* [PROVIDED PASSAGE]
_ _ _
Of course she did. Dreaming up ideas and making them work is her thing, her stock and trade. She’s Charleston’s modern-day Renaissance gal, born and bred here, with a skill set that ranges from pastry baker to chandelier maker, all-purpose engineer to seamstress extraordinaire. Her two-story on Cypress Street on the northern end of downtown is like a well-dressed workshop, buzzing with projects past and present but without the mismatched tools and bad lighting. Rather, everything here has its place, like long-collected artwork (i.e., vintage prints of sleek Airstream trailers), handcrafted fixtures (think Anthropologie meets 1stdibs), and rescued and rehabbed furniture (like the pair of end tables she dragged out of the Sunday trash on Sullivan’s Island to polish up and paint).

And like any self-respecting craftsman—ahem, craftswoman—she’s as comfortable talking shop as she is combing through a bin of eyebolts, a bottle of beer and a folder full of new projects and ideas at her side. Still, at a quarter to four on a Wednesday afternoon, she feels she needs to explain the Miller High Life in her hand. “I’m already on vacation,” she laughs. In just hours, she and live-in boyfriend John Shaffer are flitting off to Amsterdam for a bit of houseboat dwelling, then to a flat in the Raval area of Barcelona, and finally to Ibiza, a Spanish island off the coast of Valencia. That’s a lot of trip for just two weeks, but that’s Ann Ladson. Adventures, both at home and abroad, are her thing.

She grew up on the streets of Mount Pleasant’s Old Village, “back when the town hall was at the corner of King and Pitt streets; that was right across from my house,” she says. After that came a little bit of everything: engineering and art classes at the University of Tennessee, sound engineering in Arizona and Oregon (which scored her gigs with rocker Michael Schenker of the Scorpions and one-hit wonder band Cherry Poppin’ Daddies), then down to St. John in the Virgin Islands to learn—of all things—how to cook. “I started assisting a chef down there, cooking with him in restaurants and on chartered boats,” she says. “That was enough to get me interested.” So she headed back to the West Coast to attend the Culinary Institute of America in Napa Valley, where she forged new connections that sent her back East to join the pastry team at Craft, chef Tom Collichio’s famed kitchen in Manhattan. After a year there, he added her to his Kiawah team for Tides at the Beach Club. And just like that, she was back home.

But Ann Ladson’s since traded in her (pastry) chef hat for “a day job,” she laughs, touting the better hours and lower stress of nine-to-five office work. And in the meantime, she’s settled in, dug in, and nested back in her hometown, starting with that little porch in North Charleston. Then it was on to a slightly bigger place, an old 1920s cottage on Sullivan’s Island.
_ _ _
* [RECORD SET]
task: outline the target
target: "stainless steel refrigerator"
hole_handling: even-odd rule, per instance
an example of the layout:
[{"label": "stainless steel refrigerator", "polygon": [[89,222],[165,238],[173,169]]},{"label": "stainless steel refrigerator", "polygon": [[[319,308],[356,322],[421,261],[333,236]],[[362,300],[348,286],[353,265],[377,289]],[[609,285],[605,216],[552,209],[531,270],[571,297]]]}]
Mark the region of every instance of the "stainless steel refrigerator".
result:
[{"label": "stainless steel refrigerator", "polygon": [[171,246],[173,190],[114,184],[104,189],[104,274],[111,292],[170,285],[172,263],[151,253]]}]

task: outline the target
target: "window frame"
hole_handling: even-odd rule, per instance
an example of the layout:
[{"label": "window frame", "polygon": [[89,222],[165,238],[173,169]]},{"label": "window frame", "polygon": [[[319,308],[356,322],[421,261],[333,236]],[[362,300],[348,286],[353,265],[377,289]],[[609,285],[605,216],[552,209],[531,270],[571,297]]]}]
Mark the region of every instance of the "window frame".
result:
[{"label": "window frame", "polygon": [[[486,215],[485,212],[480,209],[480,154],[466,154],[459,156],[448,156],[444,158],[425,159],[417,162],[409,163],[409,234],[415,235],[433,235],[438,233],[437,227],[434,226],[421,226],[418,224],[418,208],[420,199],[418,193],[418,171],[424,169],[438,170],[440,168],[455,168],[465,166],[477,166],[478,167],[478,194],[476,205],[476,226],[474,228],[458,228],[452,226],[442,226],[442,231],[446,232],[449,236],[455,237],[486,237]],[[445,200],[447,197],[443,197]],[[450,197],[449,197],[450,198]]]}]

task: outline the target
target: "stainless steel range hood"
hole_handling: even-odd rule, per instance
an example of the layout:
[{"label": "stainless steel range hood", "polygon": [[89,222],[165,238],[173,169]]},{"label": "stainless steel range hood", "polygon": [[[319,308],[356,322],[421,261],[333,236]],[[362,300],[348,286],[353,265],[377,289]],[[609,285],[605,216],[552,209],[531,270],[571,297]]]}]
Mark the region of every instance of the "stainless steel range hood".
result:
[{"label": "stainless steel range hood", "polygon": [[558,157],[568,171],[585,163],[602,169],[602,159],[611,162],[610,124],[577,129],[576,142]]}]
_ _ _
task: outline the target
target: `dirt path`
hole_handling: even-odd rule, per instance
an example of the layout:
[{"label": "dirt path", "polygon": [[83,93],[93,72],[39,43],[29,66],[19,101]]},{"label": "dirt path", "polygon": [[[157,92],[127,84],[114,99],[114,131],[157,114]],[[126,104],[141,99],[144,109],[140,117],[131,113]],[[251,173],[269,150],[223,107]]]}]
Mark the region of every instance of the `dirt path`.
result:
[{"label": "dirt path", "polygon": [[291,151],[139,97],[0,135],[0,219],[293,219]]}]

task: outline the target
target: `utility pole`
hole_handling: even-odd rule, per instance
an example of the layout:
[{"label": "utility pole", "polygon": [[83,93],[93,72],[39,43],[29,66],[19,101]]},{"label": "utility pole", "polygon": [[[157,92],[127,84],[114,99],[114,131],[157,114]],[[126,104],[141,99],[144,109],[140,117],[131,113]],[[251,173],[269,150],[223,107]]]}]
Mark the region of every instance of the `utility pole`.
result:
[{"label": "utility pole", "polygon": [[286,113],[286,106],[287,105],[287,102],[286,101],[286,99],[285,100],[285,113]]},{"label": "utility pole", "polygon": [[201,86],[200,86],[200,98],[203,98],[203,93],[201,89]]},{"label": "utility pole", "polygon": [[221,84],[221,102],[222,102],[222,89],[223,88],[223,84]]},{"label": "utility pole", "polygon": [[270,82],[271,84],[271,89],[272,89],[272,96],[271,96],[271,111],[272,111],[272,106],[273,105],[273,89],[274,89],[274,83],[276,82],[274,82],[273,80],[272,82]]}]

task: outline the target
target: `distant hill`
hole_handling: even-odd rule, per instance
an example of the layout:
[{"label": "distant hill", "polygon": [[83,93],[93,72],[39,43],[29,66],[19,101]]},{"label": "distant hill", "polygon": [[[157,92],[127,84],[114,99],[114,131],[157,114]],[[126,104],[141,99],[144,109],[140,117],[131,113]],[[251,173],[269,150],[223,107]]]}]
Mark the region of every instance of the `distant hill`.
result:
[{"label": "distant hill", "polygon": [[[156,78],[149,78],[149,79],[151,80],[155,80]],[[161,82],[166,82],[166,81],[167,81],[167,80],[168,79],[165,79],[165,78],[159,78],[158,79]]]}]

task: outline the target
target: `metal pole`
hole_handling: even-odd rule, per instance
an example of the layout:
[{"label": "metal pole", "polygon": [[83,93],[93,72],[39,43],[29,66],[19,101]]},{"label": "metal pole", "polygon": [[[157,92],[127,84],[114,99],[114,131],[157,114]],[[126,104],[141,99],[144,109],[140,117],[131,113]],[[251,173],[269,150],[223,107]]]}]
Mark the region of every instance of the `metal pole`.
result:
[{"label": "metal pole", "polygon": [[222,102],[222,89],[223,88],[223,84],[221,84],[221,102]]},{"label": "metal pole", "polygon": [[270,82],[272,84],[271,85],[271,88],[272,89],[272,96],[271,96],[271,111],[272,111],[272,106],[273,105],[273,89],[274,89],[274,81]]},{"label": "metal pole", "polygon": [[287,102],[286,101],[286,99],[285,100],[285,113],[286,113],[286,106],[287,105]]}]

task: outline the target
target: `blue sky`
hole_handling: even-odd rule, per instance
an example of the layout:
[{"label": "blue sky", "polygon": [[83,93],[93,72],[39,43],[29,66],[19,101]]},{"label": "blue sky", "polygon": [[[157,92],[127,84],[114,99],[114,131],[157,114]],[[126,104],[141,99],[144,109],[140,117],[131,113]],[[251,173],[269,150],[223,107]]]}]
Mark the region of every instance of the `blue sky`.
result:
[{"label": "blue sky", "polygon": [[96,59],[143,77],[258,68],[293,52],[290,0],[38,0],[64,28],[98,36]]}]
_ _ _
* [AIM OF THE EXERCISE] In the profile of Ann Ladson, which culinary school did she attend in Napa Valley? The material plays no part in this work.

* [WRITTEN ANSWER] The Culinary Institute of America.